§ **Task to carry out**
Count how many of the lines below contain the word "cushion", and reply with that number alone.

## START Information provided

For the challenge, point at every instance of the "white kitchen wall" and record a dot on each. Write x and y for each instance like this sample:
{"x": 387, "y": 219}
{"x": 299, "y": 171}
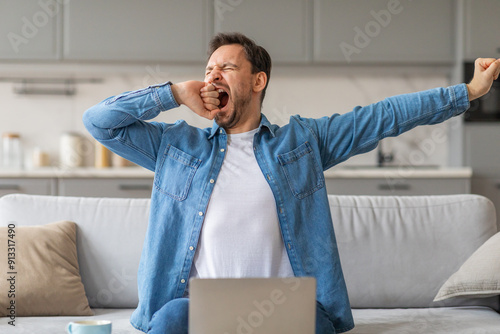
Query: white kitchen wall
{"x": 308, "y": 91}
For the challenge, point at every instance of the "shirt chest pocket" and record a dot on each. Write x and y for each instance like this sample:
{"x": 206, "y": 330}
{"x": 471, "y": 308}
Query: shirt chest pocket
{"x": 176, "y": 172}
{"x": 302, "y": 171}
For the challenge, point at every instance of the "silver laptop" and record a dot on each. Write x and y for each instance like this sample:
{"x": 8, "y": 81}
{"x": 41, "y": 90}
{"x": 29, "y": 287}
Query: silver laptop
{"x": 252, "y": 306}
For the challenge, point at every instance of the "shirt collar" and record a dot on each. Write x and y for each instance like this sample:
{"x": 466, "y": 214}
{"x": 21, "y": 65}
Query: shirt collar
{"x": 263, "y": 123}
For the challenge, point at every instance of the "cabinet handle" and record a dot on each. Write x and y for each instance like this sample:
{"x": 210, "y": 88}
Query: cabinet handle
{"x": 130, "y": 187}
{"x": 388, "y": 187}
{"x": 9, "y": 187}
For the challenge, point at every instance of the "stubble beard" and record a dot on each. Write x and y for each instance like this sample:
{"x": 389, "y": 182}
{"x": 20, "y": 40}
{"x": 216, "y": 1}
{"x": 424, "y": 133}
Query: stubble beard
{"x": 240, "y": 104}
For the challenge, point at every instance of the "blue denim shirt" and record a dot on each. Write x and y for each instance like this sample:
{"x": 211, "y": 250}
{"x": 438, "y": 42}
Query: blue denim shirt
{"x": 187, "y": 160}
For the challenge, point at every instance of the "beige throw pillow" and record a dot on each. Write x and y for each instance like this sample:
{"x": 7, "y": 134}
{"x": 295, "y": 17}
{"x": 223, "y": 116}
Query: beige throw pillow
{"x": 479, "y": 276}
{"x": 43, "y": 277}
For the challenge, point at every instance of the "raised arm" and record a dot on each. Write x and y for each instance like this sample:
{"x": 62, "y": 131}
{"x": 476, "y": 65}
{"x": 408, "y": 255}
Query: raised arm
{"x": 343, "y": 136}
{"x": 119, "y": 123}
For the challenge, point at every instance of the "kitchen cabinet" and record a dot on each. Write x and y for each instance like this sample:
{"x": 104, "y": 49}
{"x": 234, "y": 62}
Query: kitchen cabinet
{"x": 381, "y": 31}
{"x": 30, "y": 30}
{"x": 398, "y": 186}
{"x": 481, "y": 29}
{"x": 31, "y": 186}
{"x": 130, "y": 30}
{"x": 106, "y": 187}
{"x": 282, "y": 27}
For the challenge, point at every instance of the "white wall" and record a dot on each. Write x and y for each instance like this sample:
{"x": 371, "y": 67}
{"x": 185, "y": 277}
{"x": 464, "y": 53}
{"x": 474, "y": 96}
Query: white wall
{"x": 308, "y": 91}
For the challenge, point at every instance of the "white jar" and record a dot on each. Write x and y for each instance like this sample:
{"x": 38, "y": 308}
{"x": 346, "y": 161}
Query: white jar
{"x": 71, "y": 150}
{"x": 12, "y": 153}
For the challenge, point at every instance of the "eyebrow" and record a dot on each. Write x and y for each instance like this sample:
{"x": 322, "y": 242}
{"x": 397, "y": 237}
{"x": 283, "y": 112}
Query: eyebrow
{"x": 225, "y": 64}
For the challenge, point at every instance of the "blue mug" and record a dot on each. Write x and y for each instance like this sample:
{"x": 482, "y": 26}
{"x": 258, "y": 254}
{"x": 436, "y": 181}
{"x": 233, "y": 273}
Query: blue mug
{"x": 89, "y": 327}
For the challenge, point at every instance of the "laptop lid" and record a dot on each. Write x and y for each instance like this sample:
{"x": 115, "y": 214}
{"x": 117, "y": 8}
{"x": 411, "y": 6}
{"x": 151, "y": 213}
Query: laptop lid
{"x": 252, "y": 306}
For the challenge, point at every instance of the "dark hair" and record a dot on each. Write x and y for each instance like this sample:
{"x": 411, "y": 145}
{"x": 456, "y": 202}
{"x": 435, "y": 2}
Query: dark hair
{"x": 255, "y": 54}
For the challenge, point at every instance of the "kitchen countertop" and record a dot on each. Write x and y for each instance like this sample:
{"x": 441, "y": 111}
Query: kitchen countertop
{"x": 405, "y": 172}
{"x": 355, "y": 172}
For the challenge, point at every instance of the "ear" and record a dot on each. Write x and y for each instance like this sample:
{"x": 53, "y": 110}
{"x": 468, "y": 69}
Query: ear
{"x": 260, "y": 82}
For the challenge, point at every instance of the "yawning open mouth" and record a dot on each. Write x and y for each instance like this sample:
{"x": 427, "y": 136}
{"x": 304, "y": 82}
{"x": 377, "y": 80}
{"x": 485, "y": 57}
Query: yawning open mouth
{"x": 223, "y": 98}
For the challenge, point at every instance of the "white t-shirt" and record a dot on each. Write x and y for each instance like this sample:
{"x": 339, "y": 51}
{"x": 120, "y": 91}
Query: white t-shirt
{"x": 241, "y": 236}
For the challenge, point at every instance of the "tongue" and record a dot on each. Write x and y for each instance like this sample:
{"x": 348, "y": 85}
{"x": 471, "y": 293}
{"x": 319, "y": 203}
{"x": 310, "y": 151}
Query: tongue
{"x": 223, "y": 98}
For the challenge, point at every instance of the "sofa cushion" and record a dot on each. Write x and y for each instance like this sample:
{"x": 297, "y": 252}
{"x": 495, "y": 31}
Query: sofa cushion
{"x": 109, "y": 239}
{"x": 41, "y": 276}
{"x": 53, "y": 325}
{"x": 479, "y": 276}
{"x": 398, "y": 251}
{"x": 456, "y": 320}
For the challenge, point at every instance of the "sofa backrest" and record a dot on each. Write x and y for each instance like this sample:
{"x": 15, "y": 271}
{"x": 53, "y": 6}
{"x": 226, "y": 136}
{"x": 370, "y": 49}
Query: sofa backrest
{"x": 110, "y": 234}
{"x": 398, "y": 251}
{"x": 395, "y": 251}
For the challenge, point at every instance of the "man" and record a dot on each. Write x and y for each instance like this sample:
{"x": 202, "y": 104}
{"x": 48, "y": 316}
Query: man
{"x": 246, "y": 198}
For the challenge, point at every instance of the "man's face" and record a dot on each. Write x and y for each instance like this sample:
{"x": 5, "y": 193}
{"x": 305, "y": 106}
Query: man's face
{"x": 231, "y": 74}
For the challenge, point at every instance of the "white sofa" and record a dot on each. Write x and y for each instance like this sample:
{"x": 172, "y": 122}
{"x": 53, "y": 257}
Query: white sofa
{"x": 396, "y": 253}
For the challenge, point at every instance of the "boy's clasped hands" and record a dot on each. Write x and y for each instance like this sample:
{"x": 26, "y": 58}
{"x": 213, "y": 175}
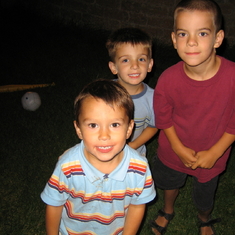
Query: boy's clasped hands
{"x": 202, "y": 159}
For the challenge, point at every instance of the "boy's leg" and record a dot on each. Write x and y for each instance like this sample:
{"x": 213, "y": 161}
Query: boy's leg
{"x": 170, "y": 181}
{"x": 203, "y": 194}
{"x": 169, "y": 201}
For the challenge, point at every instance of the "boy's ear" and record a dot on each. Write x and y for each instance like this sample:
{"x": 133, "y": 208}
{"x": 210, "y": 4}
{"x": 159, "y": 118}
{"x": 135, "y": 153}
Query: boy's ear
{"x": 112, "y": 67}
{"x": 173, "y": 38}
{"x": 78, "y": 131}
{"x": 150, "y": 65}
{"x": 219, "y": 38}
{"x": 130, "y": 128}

## END Information provided

§ **Result of this exercise**
2